WHAT IS EXPECTED — Quote each record exactly, please, leaving none out.

Excerpts of annotation records

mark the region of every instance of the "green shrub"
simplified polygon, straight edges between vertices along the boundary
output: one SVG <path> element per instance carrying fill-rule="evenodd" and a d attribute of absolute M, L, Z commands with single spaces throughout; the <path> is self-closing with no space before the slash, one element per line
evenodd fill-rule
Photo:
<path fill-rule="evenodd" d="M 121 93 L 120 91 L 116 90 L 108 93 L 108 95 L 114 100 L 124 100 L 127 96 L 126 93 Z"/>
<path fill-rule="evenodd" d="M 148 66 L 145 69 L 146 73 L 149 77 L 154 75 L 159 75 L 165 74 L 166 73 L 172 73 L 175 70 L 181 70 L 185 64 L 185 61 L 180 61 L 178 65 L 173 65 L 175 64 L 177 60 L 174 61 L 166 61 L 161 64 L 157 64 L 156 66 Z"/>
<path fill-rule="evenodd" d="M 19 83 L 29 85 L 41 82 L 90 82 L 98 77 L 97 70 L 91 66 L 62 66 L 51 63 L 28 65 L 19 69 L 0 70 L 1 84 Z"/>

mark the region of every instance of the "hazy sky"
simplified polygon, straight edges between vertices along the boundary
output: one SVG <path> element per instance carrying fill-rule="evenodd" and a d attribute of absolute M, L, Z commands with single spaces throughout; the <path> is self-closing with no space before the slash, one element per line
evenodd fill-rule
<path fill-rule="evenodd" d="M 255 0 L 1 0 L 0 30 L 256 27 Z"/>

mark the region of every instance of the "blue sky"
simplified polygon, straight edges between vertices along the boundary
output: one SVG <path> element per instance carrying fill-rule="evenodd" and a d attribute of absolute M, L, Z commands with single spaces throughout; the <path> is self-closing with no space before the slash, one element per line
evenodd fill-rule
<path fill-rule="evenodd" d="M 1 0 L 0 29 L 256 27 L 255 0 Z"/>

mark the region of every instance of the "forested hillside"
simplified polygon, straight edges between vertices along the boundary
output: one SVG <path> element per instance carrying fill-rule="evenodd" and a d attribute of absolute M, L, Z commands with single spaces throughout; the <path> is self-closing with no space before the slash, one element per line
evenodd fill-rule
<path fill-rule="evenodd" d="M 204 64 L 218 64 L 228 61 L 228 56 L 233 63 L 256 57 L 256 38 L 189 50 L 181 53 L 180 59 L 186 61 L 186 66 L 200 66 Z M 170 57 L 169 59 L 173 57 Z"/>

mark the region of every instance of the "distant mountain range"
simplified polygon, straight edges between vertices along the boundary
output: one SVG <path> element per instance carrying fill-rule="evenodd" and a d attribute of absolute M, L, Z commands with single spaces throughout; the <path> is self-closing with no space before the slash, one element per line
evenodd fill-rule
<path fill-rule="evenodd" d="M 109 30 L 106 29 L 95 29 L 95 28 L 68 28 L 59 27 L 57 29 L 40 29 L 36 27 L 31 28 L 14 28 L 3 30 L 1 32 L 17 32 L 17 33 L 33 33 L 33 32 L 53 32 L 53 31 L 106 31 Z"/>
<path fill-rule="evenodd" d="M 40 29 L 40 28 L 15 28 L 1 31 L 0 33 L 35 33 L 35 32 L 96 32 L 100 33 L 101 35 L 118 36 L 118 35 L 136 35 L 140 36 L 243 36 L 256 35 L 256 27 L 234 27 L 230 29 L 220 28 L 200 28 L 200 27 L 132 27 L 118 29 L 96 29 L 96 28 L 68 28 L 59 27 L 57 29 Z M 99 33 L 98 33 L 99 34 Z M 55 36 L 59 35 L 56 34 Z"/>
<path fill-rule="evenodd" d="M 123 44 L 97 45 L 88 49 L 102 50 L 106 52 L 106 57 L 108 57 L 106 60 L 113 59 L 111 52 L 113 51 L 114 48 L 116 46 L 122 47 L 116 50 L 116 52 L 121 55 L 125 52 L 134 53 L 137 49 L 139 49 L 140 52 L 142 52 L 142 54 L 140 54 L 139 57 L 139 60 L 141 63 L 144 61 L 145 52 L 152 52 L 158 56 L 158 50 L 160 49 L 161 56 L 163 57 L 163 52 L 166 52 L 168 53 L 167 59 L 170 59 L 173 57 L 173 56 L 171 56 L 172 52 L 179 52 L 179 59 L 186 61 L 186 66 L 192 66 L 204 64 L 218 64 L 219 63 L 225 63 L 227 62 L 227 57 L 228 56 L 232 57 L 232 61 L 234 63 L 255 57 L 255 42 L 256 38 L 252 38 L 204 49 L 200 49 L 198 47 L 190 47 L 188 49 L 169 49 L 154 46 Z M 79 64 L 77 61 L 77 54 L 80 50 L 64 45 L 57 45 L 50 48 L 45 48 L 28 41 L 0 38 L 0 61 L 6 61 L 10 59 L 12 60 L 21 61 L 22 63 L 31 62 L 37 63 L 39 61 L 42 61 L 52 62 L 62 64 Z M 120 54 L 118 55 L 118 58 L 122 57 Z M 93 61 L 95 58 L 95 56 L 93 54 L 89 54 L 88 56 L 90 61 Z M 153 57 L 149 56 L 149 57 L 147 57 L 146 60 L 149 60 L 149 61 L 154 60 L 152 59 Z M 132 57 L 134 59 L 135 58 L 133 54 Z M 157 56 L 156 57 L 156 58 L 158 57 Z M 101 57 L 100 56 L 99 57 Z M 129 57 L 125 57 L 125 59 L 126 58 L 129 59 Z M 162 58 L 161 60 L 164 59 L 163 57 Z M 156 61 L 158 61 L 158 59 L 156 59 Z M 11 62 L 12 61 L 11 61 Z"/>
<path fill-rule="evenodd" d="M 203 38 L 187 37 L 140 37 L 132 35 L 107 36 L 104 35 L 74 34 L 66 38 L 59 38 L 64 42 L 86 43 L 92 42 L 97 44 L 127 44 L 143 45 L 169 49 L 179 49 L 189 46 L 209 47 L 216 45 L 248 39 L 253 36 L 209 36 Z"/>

RESULT FOR THIS EXERCISE —
mark the region of every instance of the "green shrub"
simplified polygon, straight edges between vertices along the boundary
output: one SVG <path> element per instance carrying fill-rule="evenodd" and a d attribute of absolute M, L, Z commands with single spaces throughout; the <path> is self-closing with no space before the slash, one element per line
evenodd fill-rule
Photo:
<path fill-rule="evenodd" d="M 121 93 L 120 91 L 116 90 L 108 93 L 108 95 L 114 100 L 124 100 L 127 96 L 126 93 Z"/>
<path fill-rule="evenodd" d="M 148 66 L 145 69 L 146 73 L 149 77 L 154 75 L 159 75 L 165 74 L 166 73 L 172 73 L 175 70 L 181 70 L 185 64 L 185 61 L 180 61 L 178 65 L 173 65 L 175 64 L 177 60 L 174 61 L 166 61 L 161 64 L 157 64 L 156 66 Z"/>
<path fill-rule="evenodd" d="M 19 83 L 29 85 L 41 82 L 90 82 L 98 77 L 97 70 L 91 66 L 62 66 L 51 63 L 28 65 L 19 69 L 0 70 L 1 84 Z"/>

mark the region of every instance of the "hazy sky"
simplified polygon, straight edges between vertices along the boundary
output: one SVG <path> element per instance carrying fill-rule="evenodd" and a d attribute of absolute M, L, Z commands with single spaces throughout; the <path> is self-closing with no space before the slash, one element per line
evenodd fill-rule
<path fill-rule="evenodd" d="M 255 0 L 1 0 L 0 30 L 256 27 Z"/>

mark the region of every instance of the "blue sky"
simplified polygon, straight edges between vertices along the boundary
output: one SVG <path> element per instance carrying fill-rule="evenodd" and a d attribute of absolute M, L, Z commands with single spaces throughout; the <path> is self-closing with no space before the slash, one element per line
evenodd fill-rule
<path fill-rule="evenodd" d="M 1 0 L 0 29 L 256 27 L 255 0 Z"/>

mark the region of every instance of the "forested hillside"
simplified polygon, straight edges between vertices along the boundary
output: one SVG <path> element per instance carrying fill-rule="evenodd" and a d attribute of absolute M, L, Z commands with single spaces throughout; the <path> is self-closing with no space before the slash, one element per line
evenodd fill-rule
<path fill-rule="evenodd" d="M 204 64 L 218 64 L 228 61 L 228 56 L 233 63 L 256 57 L 256 38 L 189 50 L 181 53 L 180 59 L 186 61 L 186 66 L 200 66 Z M 170 57 L 169 59 L 173 57 Z"/>

mark the region of every instance of the "distant mountain range"
simplified polygon, straight edges between vertices along the boundary
output: one SVG <path> element per instance carrying fill-rule="evenodd" and a d attribute of absolute M, L, Z commands with single spaces throughout; the <path> is self-closing with no space before the slash, one element per line
evenodd fill-rule
<path fill-rule="evenodd" d="M 109 30 L 106 29 L 95 29 L 95 28 L 68 28 L 59 27 L 57 29 L 40 29 L 36 27 L 31 28 L 14 28 L 3 30 L 1 32 L 17 32 L 17 33 L 33 33 L 33 32 L 53 32 L 53 31 L 106 31 Z"/>
<path fill-rule="evenodd" d="M 40 29 L 40 28 L 15 28 L 1 31 L 0 33 L 35 33 L 35 32 L 96 32 L 100 33 L 101 35 L 118 36 L 118 35 L 136 35 L 140 36 L 243 36 L 256 35 L 256 27 L 234 27 L 230 29 L 220 28 L 200 28 L 200 27 L 132 27 L 118 29 L 96 29 L 96 28 L 68 28 L 59 27 L 57 29 Z M 99 33 L 98 33 L 99 34 Z M 55 36 L 59 35 L 56 34 Z"/>
<path fill-rule="evenodd" d="M 123 44 L 97 45 L 88 49 L 102 50 L 106 52 L 106 57 L 108 57 L 106 60 L 113 59 L 111 52 L 113 51 L 114 48 L 116 46 L 122 47 L 116 50 L 116 52 L 121 55 L 125 52 L 134 53 L 137 49 L 139 49 L 140 52 L 142 52 L 142 54 L 140 54 L 139 57 L 139 60 L 141 63 L 144 61 L 145 52 L 152 52 L 158 56 L 158 50 L 160 49 L 161 56 L 163 57 L 163 52 L 166 52 L 168 53 L 167 59 L 170 59 L 173 57 L 173 56 L 171 56 L 172 52 L 179 52 L 179 59 L 186 61 L 186 66 L 192 66 L 204 64 L 218 64 L 219 63 L 225 63 L 227 62 L 227 57 L 228 56 L 232 57 L 232 61 L 234 63 L 255 57 L 255 42 L 256 38 L 252 38 L 204 49 L 200 49 L 198 47 L 190 47 L 188 49 L 169 49 L 154 46 Z M 79 64 L 77 61 L 77 54 L 80 50 L 64 45 L 57 45 L 50 48 L 45 48 L 28 41 L 0 38 L 0 61 L 6 61 L 10 59 L 12 60 L 21 61 L 22 63 L 31 62 L 37 63 L 39 61 L 42 61 L 52 62 L 62 64 Z M 120 54 L 118 55 L 118 58 L 122 57 Z M 93 61 L 95 58 L 95 56 L 93 54 L 89 54 L 88 56 L 90 61 Z M 153 57 L 149 56 L 149 57 L 147 57 L 146 60 L 149 60 L 149 61 L 154 60 L 152 59 Z M 132 57 L 134 59 L 135 58 L 133 54 Z M 157 56 L 156 57 L 156 58 L 158 57 Z M 101 57 L 100 56 L 99 57 Z M 129 57 L 125 57 L 125 59 L 126 58 L 129 59 Z M 162 58 L 161 60 L 164 59 L 163 57 Z M 156 61 L 158 61 L 158 59 L 156 59 Z M 11 62 L 12 61 L 11 61 Z"/>
<path fill-rule="evenodd" d="M 203 38 L 187 37 L 140 37 L 132 35 L 107 36 L 104 35 L 74 34 L 66 38 L 59 38 L 64 42 L 86 43 L 92 42 L 97 44 L 127 44 L 143 45 L 169 49 L 179 49 L 189 46 L 209 47 L 216 45 L 248 39 L 253 36 L 209 36 Z"/>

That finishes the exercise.